◆ Exercise description ◆
Pull out the lines from the one containing "For every instance of the paved" through the final line of the listing below and repeat them exactly. Leave the pictures behind.

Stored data
┏━━

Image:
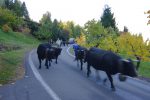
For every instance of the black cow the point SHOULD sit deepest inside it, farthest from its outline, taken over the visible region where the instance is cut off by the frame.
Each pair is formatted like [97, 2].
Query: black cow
[80, 55]
[57, 52]
[47, 52]
[43, 51]
[109, 62]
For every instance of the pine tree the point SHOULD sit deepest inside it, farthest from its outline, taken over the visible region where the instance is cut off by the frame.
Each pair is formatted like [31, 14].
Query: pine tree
[108, 19]
[24, 10]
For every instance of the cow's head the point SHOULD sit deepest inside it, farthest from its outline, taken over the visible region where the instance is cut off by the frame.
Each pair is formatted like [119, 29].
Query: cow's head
[59, 50]
[127, 68]
[85, 55]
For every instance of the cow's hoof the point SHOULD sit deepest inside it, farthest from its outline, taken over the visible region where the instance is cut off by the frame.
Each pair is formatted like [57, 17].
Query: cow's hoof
[122, 78]
[113, 89]
[105, 80]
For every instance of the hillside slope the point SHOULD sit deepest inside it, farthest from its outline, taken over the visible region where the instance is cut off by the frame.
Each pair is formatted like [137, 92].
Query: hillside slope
[13, 46]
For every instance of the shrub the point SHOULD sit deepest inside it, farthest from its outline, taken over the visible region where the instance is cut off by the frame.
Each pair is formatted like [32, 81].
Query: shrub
[26, 30]
[6, 28]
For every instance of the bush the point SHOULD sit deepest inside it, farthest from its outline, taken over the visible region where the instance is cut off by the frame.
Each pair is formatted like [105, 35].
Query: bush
[26, 30]
[6, 28]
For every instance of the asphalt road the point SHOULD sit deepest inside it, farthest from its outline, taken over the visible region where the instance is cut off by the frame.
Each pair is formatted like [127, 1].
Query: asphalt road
[65, 81]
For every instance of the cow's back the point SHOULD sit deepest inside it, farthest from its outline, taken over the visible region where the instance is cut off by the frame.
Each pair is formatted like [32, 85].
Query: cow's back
[103, 60]
[42, 49]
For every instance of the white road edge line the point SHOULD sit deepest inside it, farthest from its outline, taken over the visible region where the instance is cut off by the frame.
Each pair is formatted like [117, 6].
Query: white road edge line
[40, 79]
[69, 52]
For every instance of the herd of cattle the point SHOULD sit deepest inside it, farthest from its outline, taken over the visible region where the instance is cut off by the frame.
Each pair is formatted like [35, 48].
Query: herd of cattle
[99, 59]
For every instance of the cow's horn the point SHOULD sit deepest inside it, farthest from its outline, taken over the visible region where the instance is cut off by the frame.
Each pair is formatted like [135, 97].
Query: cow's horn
[125, 60]
[136, 60]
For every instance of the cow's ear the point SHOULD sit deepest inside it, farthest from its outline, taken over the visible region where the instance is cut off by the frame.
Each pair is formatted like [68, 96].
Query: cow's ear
[124, 60]
[120, 66]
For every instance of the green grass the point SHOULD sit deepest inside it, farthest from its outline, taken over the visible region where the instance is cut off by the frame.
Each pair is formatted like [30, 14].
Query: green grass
[10, 59]
[144, 69]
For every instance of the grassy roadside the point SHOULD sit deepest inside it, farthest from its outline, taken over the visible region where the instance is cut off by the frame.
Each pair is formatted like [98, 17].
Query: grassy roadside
[13, 47]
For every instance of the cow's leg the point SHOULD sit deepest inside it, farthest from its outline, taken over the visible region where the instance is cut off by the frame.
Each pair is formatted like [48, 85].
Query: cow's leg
[39, 63]
[46, 63]
[56, 60]
[111, 81]
[81, 63]
[88, 70]
[49, 62]
[77, 62]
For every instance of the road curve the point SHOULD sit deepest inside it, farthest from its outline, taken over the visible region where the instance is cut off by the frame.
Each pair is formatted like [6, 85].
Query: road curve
[65, 81]
[69, 83]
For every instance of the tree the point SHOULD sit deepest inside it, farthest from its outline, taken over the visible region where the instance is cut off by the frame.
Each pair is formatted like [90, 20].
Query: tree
[108, 19]
[9, 18]
[25, 11]
[125, 29]
[148, 12]
[45, 31]
[55, 30]
[94, 32]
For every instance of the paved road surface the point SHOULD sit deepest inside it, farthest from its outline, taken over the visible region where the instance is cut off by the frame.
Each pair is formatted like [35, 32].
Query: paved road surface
[65, 81]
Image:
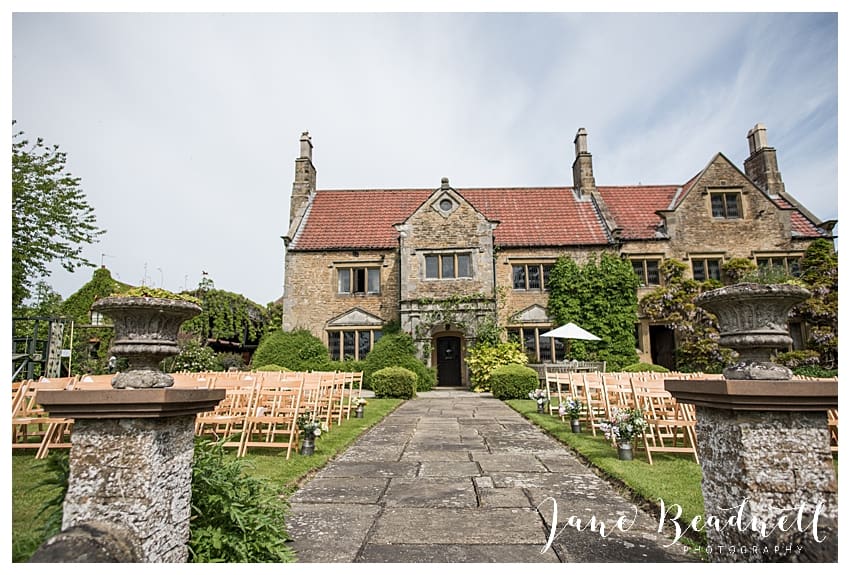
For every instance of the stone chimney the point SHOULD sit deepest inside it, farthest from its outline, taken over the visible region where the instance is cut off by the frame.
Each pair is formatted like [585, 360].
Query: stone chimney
[761, 167]
[304, 185]
[583, 181]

┗━━

◆ Full answer ◆
For every instance of the paved road surface the point SHOULD sit deepest inside it, farthest from its outline, taken over the visible region where the instance is cut off by the frame.
Each pair is formatted like [35, 32].
Query: paved road surface
[65, 81]
Image:
For every instance of the stone chimney the point SHOULD sit deepest inside it, farthest from its outline, taken over the visible region where the instance is cut off by the frame.
Each pair is formatted like [585, 360].
Query: stone chimney
[761, 167]
[304, 185]
[583, 181]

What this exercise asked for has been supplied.